▸ **Passage**
Closed ginatrapani closed 13 years ago
I am going to start playing around with this (which certainly doesn't preclude others doing the same-- just let me know so we can coordinate).
[Just catching up] - How's the Site Streams experiment going? Dying to hear about it...
It's working great! It is so much fun to have running. I think I might have sent the following while you were on vacation: http://groups.google.com/group/thinkupapp/browse_thread/thread/1f1076fd3eb23f39/d7ee292bb7f93ce3#d7ee292bb7f93ce3
Since then, I have the script running pretty much all the time that my machine is awake :). It has only dropped the connection once. It seems quite solid. The script covers the same semantics that the regular thinkup script does, with I believe only one exception (see below). By 'same semantics', I mean that it adds the same post info to the database, updates the retweet and reply cache counts, adds the links to the links table, checks for and expands image URLs, checks for 'old-style' retweet syntax, etc.
The script does some additional stuff as well, e.g. storing the rest of the 'entities' information (hashtags, mentions), and the 'place urls', as described in that earlier msg.

▸ **To do**
A: From the Site Streams thread, list every action the script performs that the writer groups under "same semantics" with the regular ThinkUp script.
B: Pick up the Site Streams thread after its final sentence and carry on with the next part.

▸ **Dataset content**
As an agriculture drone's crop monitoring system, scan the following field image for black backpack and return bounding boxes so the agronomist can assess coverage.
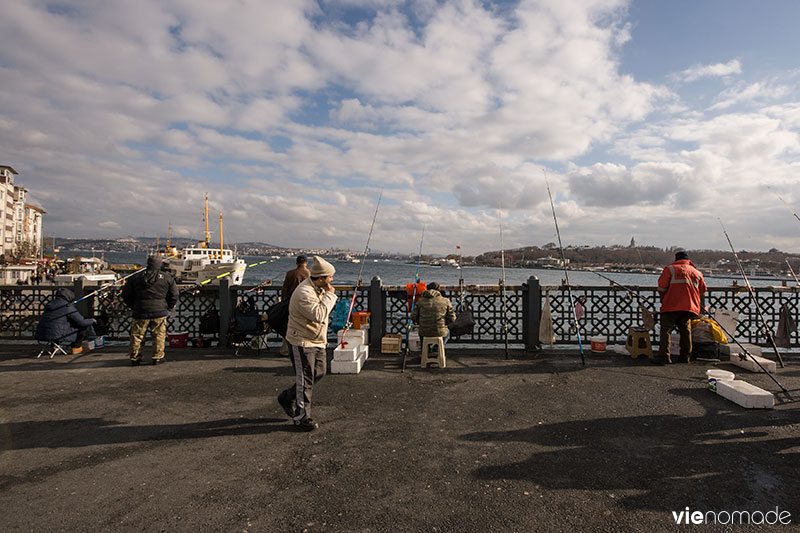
[267,298,289,337]
[200,309,219,335]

▸ **Exercise results**
A:
- Adds the same post info to the database
- Updates the retweet and reply cache counts
- Adds the links to the links table
- Checks for and expands image URLs
- Checks for 'old-style' retweet syntax

B:
It is also able to gather favorites information in both directions (not only storing what the user has favorited, but their tweets that others have favorited), and is able to gather some information with less effort than the crawler can. In particular it is scooping up all timeline retweets and replies, for both the user and the people they follow, that occur while it is tapped in. That makes it easy to gather friends' replies to each other (not just to the user).
The stream also provides info on list and friend/follower changes, and friend's deletes. I'm not doing anything with the follow & list information yet, but should. (if I see a delete of a post that's in the database I do print it out for my own amusement :).
One thing that's handled differently from the crawler, is setting 'in_retweet_of_post_id' for an 'old-style' RT. Unlike the crawler, this script does not make a set of REST API calls to see if it can can find the original post. However, it does instead set a new tu_posts value, 'in_rt_of_user', since this information is always available.
[It's an interesting design decision as to whether we want to slow down the stream processing with additional API calls and supplemental processing. I tend to think we should not, and instead have the crawler take that role. Also, as mentioned in my earlier msg, I think this is a good impetus to split the twitter crawler into decoupled subparts].
There's been no problem in terms of correctness (nor should there be) with running the stream collection and the crawler script at the same time, as detailed a bit more in that earlier msg. The model does make use of the 'unique' constraint so that both scripts can simply dump stuff in the database, ignoring cases where the item in question is already stored.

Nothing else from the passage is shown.